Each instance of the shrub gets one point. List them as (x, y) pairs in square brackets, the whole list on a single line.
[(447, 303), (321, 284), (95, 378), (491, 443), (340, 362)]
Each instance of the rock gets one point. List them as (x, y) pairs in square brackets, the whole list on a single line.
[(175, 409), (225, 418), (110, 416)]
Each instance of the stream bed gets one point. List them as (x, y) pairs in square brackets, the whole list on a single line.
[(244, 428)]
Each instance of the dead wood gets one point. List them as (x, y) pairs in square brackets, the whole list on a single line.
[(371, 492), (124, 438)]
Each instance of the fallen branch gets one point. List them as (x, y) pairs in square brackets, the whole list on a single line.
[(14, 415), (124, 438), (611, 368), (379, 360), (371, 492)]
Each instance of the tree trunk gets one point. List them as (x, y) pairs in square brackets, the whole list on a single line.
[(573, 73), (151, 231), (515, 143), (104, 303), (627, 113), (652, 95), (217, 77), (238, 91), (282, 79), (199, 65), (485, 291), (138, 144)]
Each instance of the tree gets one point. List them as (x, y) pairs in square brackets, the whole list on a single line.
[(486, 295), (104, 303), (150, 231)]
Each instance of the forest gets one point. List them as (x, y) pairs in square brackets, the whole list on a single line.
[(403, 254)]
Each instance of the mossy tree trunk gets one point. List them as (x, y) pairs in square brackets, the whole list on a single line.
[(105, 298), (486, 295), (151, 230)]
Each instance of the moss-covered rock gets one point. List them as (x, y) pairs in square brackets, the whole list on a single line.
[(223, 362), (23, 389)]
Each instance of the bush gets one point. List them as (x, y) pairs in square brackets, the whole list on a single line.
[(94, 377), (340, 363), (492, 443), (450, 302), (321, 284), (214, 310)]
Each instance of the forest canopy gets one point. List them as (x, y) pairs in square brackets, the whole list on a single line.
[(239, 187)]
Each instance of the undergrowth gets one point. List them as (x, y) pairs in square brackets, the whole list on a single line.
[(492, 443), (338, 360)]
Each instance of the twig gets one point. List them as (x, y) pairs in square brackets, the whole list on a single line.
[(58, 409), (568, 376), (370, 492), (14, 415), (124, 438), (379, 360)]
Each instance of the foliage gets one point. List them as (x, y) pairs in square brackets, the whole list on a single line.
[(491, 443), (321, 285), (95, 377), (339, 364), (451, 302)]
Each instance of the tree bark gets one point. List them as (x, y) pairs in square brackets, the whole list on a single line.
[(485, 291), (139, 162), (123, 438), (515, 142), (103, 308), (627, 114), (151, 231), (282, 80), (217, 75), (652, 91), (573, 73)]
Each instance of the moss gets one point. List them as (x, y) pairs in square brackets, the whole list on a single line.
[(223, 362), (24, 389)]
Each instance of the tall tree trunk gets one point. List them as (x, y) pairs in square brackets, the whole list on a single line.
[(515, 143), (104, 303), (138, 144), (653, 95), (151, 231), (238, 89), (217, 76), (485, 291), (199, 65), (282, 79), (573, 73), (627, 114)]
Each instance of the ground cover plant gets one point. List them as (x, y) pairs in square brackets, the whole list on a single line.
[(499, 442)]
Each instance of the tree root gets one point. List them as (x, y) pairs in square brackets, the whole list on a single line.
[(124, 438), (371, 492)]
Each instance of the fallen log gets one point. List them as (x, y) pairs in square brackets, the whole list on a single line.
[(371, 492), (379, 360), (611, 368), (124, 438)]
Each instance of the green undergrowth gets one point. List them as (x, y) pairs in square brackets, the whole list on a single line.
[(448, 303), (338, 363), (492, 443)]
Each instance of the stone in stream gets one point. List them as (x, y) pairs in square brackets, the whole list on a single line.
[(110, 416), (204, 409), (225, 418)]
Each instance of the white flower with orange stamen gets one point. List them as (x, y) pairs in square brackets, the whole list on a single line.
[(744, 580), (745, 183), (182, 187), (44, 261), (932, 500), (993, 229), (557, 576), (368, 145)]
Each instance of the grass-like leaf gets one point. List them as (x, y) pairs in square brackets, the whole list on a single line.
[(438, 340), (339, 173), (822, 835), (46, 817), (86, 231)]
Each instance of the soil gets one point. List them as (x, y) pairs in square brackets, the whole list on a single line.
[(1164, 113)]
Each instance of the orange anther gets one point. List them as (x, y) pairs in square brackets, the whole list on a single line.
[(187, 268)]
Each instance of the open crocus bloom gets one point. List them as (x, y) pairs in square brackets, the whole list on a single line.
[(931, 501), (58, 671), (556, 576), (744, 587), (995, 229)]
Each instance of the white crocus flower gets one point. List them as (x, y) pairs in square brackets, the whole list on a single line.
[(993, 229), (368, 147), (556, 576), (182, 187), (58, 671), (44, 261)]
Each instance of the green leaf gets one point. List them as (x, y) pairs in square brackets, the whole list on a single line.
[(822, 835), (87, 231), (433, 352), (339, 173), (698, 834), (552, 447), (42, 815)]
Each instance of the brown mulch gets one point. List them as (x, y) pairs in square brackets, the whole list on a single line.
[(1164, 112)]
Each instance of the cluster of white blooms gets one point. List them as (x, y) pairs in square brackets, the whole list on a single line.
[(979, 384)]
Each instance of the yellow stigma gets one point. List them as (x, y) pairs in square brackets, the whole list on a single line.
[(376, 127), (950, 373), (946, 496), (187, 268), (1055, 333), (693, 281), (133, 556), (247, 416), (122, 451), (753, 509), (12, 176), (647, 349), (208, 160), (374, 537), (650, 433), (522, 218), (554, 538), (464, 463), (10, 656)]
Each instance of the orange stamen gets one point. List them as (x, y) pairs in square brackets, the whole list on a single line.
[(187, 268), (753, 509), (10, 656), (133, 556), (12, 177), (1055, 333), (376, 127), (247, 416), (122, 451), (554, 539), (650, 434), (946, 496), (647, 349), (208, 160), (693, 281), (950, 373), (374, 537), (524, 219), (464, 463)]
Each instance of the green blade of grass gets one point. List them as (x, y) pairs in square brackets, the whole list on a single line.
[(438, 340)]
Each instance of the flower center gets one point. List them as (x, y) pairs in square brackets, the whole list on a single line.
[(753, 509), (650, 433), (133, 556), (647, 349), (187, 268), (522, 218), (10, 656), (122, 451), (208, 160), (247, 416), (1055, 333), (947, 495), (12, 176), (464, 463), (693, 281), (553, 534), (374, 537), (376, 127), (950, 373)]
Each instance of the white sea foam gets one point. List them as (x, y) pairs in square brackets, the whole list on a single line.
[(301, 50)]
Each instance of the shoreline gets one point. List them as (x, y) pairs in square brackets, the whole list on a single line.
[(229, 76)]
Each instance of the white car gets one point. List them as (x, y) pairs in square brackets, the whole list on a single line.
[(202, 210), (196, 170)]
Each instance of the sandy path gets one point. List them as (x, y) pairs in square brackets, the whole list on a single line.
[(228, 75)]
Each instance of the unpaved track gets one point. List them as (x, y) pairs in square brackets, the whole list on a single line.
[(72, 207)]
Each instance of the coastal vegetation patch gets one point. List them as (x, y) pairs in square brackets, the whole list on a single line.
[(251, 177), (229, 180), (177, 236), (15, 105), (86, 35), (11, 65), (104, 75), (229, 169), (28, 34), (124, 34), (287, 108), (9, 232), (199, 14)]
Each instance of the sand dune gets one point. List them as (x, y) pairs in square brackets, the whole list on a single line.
· · · ·
* _DIRECTIONS FOR THIS TASK_
Convert all of the records above into a numbered list, one line per item, leaving out any blank lines.

* _ANSWER FOR THIS EXERCISE_
1. Each instance of the shrub gets one point. List them as (x, y) pairs in square brackets, the whole list on a single line.
2. [(447, 303), (321, 284), (95, 378), (491, 443), (340, 362)]
3. Each instance of the rock gets one point. List them as (x, y) pairs in square brackets, the whole list on a single line.
4. [(175, 409), (225, 418), (110, 416)]
5. Each instance of the stream bed gets one point. List them as (x, y) pairs in square brackets, the whole list on a single line.
6. [(244, 428)]
7. Each instance of the dead wood gets one point. List them as (x, y) pairs in square brackets, the whole list on a single line.
8. [(371, 492), (124, 438)]
9. Each instance of the fallen branch gets one point. List them as (x, y) pairs in square brackets, the whole list on a single line.
10. [(14, 415), (124, 438), (611, 368), (379, 360), (371, 492)]
11. Each instance of the tree trunk gets one point. List them as (x, y) pairs in square brackets, the whole list on a single line.
12. [(573, 73), (151, 231), (515, 143), (104, 303), (627, 113), (652, 95), (217, 77), (238, 91), (282, 79), (199, 65), (485, 291), (138, 144)]
13. Each instance of the tree gets one point. List them as (x, y) pairs in square brackets, the whole list on a single line.
14. [(486, 295), (104, 303), (150, 231)]
15. Each instance of the forest gets one point. List them as (x, y) pairs in square brackets, the whole list on a single line.
16. [(403, 254)]
17. Each instance of the mossy tree trunk gets one point. List them as (x, y) pairs in square brackets, the whole list on a single line.
18. [(105, 298), (486, 295), (151, 230)]
19. Each instance of the moss-covered rock gets one point. List them as (x, y) pairs in square brackets, the whole list on a single line.
20. [(223, 362), (23, 389)]
21. Each instance of the bush gets one point. List them as (x, y) pairs in square brackets, the whole list on a single line.
22. [(94, 377), (340, 363), (492, 443), (450, 302), (321, 284), (214, 310)]
23. Each instance of the forest canopy gets one point. List them as (x, y) pairs in square brackets, the whole list on a single line.
24. [(239, 187)]
25. Each instance of the undergrowth gets one point. List them as (x, y) pairs in square brackets, the whole list on a single line.
26. [(492, 443), (338, 360)]
27. Each instance of the twig gets one point. List them as (x, y) pairs in square brackets, the whole list on a single line.
28. [(58, 409), (568, 376), (370, 492), (14, 415), (124, 438), (379, 360)]
29. Each instance of the foliage gets one point. List them as (x, y) pairs in square brackets, the whole list on a single line.
30. [(491, 443), (321, 285), (95, 377), (339, 364), (451, 302)]
31. Each instance of the tree bark gets one point. List them as (x, y) pairs in square brackets, the whole list on a single line.
32. [(485, 291), (139, 162), (123, 438), (515, 142), (103, 308), (627, 114), (151, 231), (282, 80), (217, 75), (652, 91), (573, 73)]
33. Each instance of the moss gets one point. List them as (x, y) pairs in square brackets, the whole list on a single line.
34. [(223, 362), (24, 389)]
35. Each instance of the tall tree trunk gets one point. List them as (x, y) pairs in square brackets, the whole list on a single line.
36. [(515, 143), (104, 303), (138, 144), (653, 95), (151, 231), (238, 89), (217, 76), (485, 291), (199, 65), (282, 79), (573, 73), (627, 114)]
37. Each instance of the ground cover plant gets one point. List them as (x, y) pairs in square brackets, the whole list on a single line.
38. [(499, 442)]
39. Each instance of the tree root gets one point. List them as (x, y) pairs in square brackets, the whole list on a single line.
40. [(124, 438), (371, 492)]
41. Each instance of the fallen log gets one point. List them as (x, y) pairs in square brackets, the whole list on a single line.
42. [(371, 492), (379, 360), (611, 368), (124, 438)]
43. Each instance of the green undergrowth gets one point. List them as (x, y) pairs in square brackets, the whole list on a single line.
44. [(448, 303), (338, 363), (492, 443)]
45. Each instance of the stone in stream gets one point. List them as (x, y) pairs in square brackets, the whole list on a single line.
46. [(110, 416), (204, 409), (225, 418)]
47. Each instance of the white flower with orange stamen gets one point. List them as (x, y) pairs in square brackets, the whole list on a single line.
48. [(744, 580), (745, 183), (182, 187), (44, 261), (932, 500), (993, 229), (557, 576), (368, 145)]
49. Each instance of the grass-like leaf gets one point. List them as (x, y) pairs in square brackets, the whole list on a single line.
50. [(438, 340), (339, 173), (822, 835), (46, 817), (86, 231)]
51. Each instance of the soil gets one point. List them as (x, y) pairs in square brackets, the whole list on a single line.
52. [(1164, 113)]
53. Each instance of the orange anther gets one point. List them as (x, y) pairs in square brackets, the whole list on a single line.
54. [(187, 268)]
55. Each instance of the open crocus bloom gets one point. List them as (x, y) pairs in square brackets, the whole list on a single line.
56. [(931, 501), (58, 671), (556, 576), (744, 587), (995, 229)]
57. Each instance of the white crocus flower gets one point. List them as (x, y) pairs in square brackets, the whole list on a single line.
58. [(993, 229), (368, 147), (556, 576), (182, 187), (58, 671), (44, 261)]
59. Each instance of the green leaf gets one point. List them as (x, y) pairs in square brackets, the whole list on a single line.
60. [(822, 835), (87, 231), (433, 352), (339, 173), (698, 834), (552, 447), (42, 815)]
61. Each instance of the brown mulch gets one point. List them as (x, y) pairs in square brackets, the whole list on a single line.
62. [(1164, 112)]
63. Each instance of the cluster of white blooms gets one point. List them as (x, y) pairs in square brackets, the whole list on a single line.
64. [(979, 384)]
65. Each instance of the yellow stigma gets one point. List them as (x, y) pairs in square brackets, the whole list on a single line.
66. [(376, 127), (950, 373), (946, 496), (187, 268), (1055, 333), (693, 281), (133, 556), (247, 416), (122, 451), (753, 509), (12, 176), (647, 349), (208, 160), (374, 537), (650, 433), (522, 218), (554, 538), (464, 463), (10, 656)]
67. Each instance of the orange stamen gets one point. List them as (x, y) pairs in square brackets, the whole list on a single line.
68. [(187, 268), (753, 509), (10, 656), (133, 556), (12, 177), (1055, 333), (376, 127), (247, 416), (122, 451), (554, 539), (650, 434), (946, 496), (647, 349), (208, 160), (693, 281), (950, 373), (374, 537), (524, 219), (464, 463)]
69. Each instance of the green blade of grass gets one point. List them as (x, y) pairs in square brackets, the whole list on a single line.
70. [(438, 340)]
71. Each instance of the flower center gets one point. List them as (x, y) pairs in square brackets, the whole list on a single line.
72. [(753, 509), (650, 433), (133, 556), (647, 349), (187, 268), (522, 218), (10, 656), (122, 451), (208, 160), (247, 416), (1055, 333), (947, 495), (12, 176), (464, 463), (693, 281), (553, 534), (374, 537), (376, 127), (950, 373)]
73. Each instance of the white sea foam gets one point. List them as (x, y) pairs in square brackets, the whole list on a single line.
74. [(301, 50)]
75. Each instance of the shoreline gets one point. List them as (x, y) pairs in square brackets, the whole list on a single line.
76. [(229, 76)]
77. Each instance of the white car gets one point. List them as (x, y) pairs in square brackets, the whole list on a single line.
78. [(202, 210), (196, 170)]
79. Each instance of the sandy path gets one point. List them as (x, y) pairs in square brackets, the whole list on a single line.
80. [(228, 75)]
81. Each instance of the unpaved track gets one point. List them as (x, y) pairs in square brackets, the whole list on a single line.
82. [(72, 207)]
83. Each instance of the coastal vegetation patch gets one point. List them as (x, y) pairs in square brackets, the whole list on a single line.
84. [(251, 177), (229, 180), (177, 236), (15, 105), (86, 35), (11, 65), (104, 75), (229, 169), (28, 34), (124, 34), (287, 108), (9, 232), (199, 14)]
85. Each instance of the sand dune gets one point. List them as (x, y) pairs in square brackets, the whole list on a single line.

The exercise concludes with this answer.